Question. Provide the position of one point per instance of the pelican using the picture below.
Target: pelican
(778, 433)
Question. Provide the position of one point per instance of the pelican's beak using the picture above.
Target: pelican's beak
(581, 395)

Task requirements:
What are the lines from the one with "the picture above." through the last line of the records above? Quote them exactly and add nothing.

Correct result:
Question. Provide the position of one point per instance of the pelican's beak using the picture above.
Target: pelican's beak
(581, 395)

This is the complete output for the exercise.